--- SELECTED EXTRACT ---
Project Scarlett isn't the last Xbox console | TweakTown.com

Project Scarlett is shaping up to be quite beastly with 8K support, 120FPS gaming, and an AMD Zen 2 CPU and Navi GPU enabling 4 times the Xbox One X's power. But it's not going to be the definitive end-all final Xbox. Even with Project xCloud game streaming on the way, Microsoft isn't giving up on consoles and sees a dedicated future beyond Scarlett.

If anything streaming will increase the number of devices gamers use--or at least that's what Xbox VP of gaming Phil Spencer thinks.

"We're not planning for Scarlett to be our last console. We're continuing to invest in our hardware team, we're going to ship Project Scarlett and we think it's an important design point in the balance between CPU and GPU that we've just never really hit on a console before, which is going to help us with feel and frame rate and refresh rate synced with game loops and stuff," Spencer said in a recent interview with Giant Bomb at E3 2019.

Spencer goes on to briefly chronicle why certain Xbox consoles were made. The Xbox One X was specifically designed to deliver 4K gaming, whereas Scarlett is all about synergizing CPU, GPU, and other console hardware points to deliver more immersive experiences. It's a tightening and dramatic expansion of everything the Xbox One X did while introducing a brand new generation.

The console beyond Scarlett will follow a similar path...but Microsoft doesn't know that main motivation just yet.

"The thing for us past Scarlett is what is that next inflection point of experience that would actually be meaningful. We thought 4K would be meaningful [with the Xbox One X], and we wanted to make sure we had the memory bandwidth and the GPU to deliver 4K gaming."

"I think we have something meaningful with Scarlett that frankly that both of us [Sony and Microsoft] are just about at. Beyond that I don't know. But we're not planning for not doing another console."

(Continued below)

Read Also: Next-gen Xbox Scarlett plays four generations of Xbox games

Project xCloud won't threaten dedicated console gaming, Spencer says, especially not the future of Xbox hardware.

The reality is that game streaming isn't nearly advanced enough to deliver the same quality of gaming that consoles or PCs can (especially the latter). If anything Project xCloud and services like Stadia will be secondary, complimentary, and ancillary to console gaming. It won't replace it.

Streaming is a convenience feature, but the main event will still be dedicated boxes with built-in hardware where games are stored locally.

--- REQUESTS ---
[1] Please answer these about the Project Scarlett article, one answer a line, marked the same way:
(a) Which CPU and GPU does Project Scarlett use?
(b) What was the Xbox One X specifically designed to deliver?
(c) To whom and at what event did Spencer give the interview?
[2] Echo the stretch of the Project Scarlett article from "The console beyond" through "(Continued below)", word for word.

--- AVAILABLE DATA ---

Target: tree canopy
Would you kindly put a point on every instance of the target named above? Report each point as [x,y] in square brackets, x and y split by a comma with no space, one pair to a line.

--- FINAL RESULTS ---
[1]
(a) An AMD Zen 2 CPU and a Navi GPU.
(b) 4K gaming.
(c) To Giant Bomb, at E3 2019.

[2]
The console beyond Scarlett will follow a similar path...but Microsoft doesn't know that main motivation just yet.

"The thing for us past Scarlett is what is that next inflection point of experience that would actually be meaningful. We thought 4K would be meaningful [with the Xbox One X], and we wanted to make sure we had the memory bandwidth and the GPU to deliver 4K gaming."

"I think we have something meaningful with Scarlett that frankly that both of us [Sony and Microsoft] are just about at. Beyond that I don't know. But we're not planning for not doing another console."

(Continued below)